Instruction: Repeat the data below line for line, changing nothing.

Data excerpts:
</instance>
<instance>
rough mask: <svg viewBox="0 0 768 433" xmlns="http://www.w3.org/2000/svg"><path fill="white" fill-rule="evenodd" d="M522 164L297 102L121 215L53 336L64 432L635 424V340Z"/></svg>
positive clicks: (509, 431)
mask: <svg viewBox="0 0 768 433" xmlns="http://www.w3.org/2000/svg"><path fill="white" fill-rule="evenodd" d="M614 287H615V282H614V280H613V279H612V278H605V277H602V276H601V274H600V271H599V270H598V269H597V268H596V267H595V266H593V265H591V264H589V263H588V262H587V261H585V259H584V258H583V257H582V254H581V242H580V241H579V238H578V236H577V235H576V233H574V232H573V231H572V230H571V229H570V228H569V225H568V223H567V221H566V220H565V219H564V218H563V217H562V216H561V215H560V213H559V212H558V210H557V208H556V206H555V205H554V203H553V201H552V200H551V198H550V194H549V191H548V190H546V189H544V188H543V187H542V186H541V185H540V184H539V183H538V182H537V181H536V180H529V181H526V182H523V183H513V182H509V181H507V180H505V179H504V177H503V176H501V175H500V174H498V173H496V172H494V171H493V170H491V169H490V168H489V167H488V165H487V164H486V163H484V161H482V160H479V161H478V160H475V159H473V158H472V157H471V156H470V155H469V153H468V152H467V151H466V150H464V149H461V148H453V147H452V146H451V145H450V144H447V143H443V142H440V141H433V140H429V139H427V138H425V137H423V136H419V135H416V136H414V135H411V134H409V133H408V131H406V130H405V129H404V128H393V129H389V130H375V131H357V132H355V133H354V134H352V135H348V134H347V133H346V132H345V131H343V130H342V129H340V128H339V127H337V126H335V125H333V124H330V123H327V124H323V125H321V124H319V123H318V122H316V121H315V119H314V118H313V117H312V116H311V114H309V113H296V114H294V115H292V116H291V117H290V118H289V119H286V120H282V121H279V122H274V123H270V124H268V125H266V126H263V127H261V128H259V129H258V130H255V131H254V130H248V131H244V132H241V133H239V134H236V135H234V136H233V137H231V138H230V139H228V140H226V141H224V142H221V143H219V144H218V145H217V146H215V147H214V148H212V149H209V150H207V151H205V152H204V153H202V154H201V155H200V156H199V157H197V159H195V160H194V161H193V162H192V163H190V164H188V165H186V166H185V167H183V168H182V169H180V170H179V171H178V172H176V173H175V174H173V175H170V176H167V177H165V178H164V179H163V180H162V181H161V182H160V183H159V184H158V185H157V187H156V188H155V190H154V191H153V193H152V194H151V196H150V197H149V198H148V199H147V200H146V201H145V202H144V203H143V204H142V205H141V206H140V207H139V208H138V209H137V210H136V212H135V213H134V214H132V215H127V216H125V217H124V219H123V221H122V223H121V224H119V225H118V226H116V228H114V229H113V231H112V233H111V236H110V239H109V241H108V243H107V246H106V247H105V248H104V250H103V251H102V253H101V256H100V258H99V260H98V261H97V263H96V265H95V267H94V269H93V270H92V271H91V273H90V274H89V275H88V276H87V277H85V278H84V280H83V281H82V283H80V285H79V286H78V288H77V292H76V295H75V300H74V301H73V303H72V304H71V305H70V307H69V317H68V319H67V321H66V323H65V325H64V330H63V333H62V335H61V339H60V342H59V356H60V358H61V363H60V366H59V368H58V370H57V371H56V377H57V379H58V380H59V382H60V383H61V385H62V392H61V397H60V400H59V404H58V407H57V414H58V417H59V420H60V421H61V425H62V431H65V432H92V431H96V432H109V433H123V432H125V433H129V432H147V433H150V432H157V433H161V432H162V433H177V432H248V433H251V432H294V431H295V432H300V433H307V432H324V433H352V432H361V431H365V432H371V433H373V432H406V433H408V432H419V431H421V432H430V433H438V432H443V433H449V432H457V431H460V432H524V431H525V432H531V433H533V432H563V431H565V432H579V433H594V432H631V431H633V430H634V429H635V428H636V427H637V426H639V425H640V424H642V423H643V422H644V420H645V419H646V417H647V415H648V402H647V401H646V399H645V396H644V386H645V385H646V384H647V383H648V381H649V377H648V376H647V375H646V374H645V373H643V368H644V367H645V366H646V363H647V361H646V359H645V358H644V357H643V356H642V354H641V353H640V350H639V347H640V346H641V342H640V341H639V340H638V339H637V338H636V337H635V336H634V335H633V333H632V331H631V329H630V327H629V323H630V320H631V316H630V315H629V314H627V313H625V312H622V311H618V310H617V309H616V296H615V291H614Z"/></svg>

Answer to this task:
</instance>
<instance>
rough mask: <svg viewBox="0 0 768 433" xmlns="http://www.w3.org/2000/svg"><path fill="white" fill-rule="evenodd" d="M522 164L297 102L121 215L53 336L64 432L635 424V340Z"/></svg>
positive clicks: (509, 431)
mask: <svg viewBox="0 0 768 433" xmlns="http://www.w3.org/2000/svg"><path fill="white" fill-rule="evenodd" d="M614 287H615V282H614V280H613V279H612V278H605V277H602V276H601V274H600V271H599V270H598V269H597V268H596V267H595V266H593V265H591V264H589V263H588V262H587V261H585V259H584V258H583V257H582V254H581V242H580V241H579V238H578V236H577V235H576V233H574V232H573V231H572V230H571V229H570V228H569V225H568V223H567V221H566V220H565V219H564V218H563V217H562V216H561V215H560V213H559V212H558V210H557V208H556V206H555V205H554V203H553V201H552V200H551V198H550V194H549V191H548V190H546V189H544V188H543V187H542V186H541V185H540V184H539V183H538V182H537V181H536V180H529V181H526V182H523V183H513V182H509V181H507V180H505V179H504V177H503V176H501V175H500V174H498V173H496V172H494V171H493V170H491V169H490V168H489V167H488V165H487V164H486V163H484V161H482V160H479V161H478V160H475V159H473V158H472V157H471V156H470V155H469V153H468V152H467V151H466V150H464V149H461V148H453V147H452V146H451V145H450V144H447V143H443V142H440V141H433V140H429V139H427V138H425V137H423V136H419V135H416V136H414V135H411V134H409V133H408V131H406V130H405V129H404V128H393V129H389V130H375V131H357V132H355V133H354V134H352V135H348V134H347V133H346V132H345V131H343V130H342V129H340V128H339V127H337V126H335V125H333V124H330V123H327V124H323V125H321V124H319V123H318V122H316V121H315V119H314V118H313V117H312V116H311V114H309V113H296V114H294V115H292V116H291V117H290V118H289V119H286V120H282V121H279V122H274V123H270V124H268V125H266V126H263V127H261V128H259V129H258V130H255V131H254V130H248V131H244V132H241V133H239V134H236V135H234V136H233V137H231V138H230V139H228V140H226V141H224V142H221V143H219V144H218V145H217V146H215V147H214V148H212V149H209V150H207V151H205V152H204V153H202V154H201V155H200V156H199V157H197V159H195V160H194V161H193V162H192V163H190V164H188V165H186V166H185V167H183V168H182V169H180V170H179V171H178V172H176V173H175V174H173V175H170V176H167V177H165V178H164V179H163V180H162V181H161V182H160V183H159V184H158V185H157V187H156V188H155V190H154V191H153V193H152V194H151V196H150V197H149V198H148V199H147V200H146V201H145V202H144V203H143V204H142V205H141V206H140V207H139V208H138V209H137V210H136V212H135V213H134V214H132V215H127V216H125V217H124V219H123V221H122V223H121V224H119V225H118V226H116V228H114V229H113V231H112V233H111V236H110V239H109V241H108V243H107V246H106V247H105V248H104V250H103V251H102V253H101V256H100V258H99V260H98V261H97V263H96V265H95V267H94V269H93V270H92V271H91V273H90V274H89V275H88V276H87V277H85V278H84V280H83V281H82V283H80V285H79V286H78V288H77V292H76V295H75V300H74V301H73V303H72V304H71V305H70V307H69V317H68V319H67V321H66V323H65V325H64V330H63V333H62V335H61V339H60V342H59V356H60V358H61V363H60V366H59V368H58V370H57V371H56V377H57V379H58V380H59V382H60V383H61V385H62V392H61V397H60V400H59V404H58V407H57V414H58V417H59V420H60V421H61V425H62V431H65V432H92V431H96V432H109V433H123V432H125V433H129V432H147V433H150V432H157V433H161V432H162V433H177V432H248V433H251V432H294V431H295V432H300V433H307V432H324V433H352V432H361V431H365V432H371V433H373V432H406V433H408V432H419V431H421V432H430V433H438V432H443V433H449V432H457V431H460V432H524V431H525V432H531V433H533V432H563V431H565V432H579V433H594V432H631V431H633V430H634V429H635V428H636V427H637V426H639V425H640V424H642V423H643V422H644V420H645V419H646V417H647V415H648V402H647V401H646V399H645V396H644V386H645V385H646V384H647V383H648V381H649V377H648V376H647V375H646V374H645V373H643V368H644V367H645V366H646V363H647V361H646V359H645V358H644V357H643V356H642V354H641V353H640V350H639V347H640V346H641V342H640V341H639V340H638V339H637V338H636V337H635V336H634V335H633V333H632V331H631V329H630V327H629V323H630V320H631V316H630V315H629V314H627V313H625V312H622V311H618V310H617V309H616V296H615V291H614Z"/></svg>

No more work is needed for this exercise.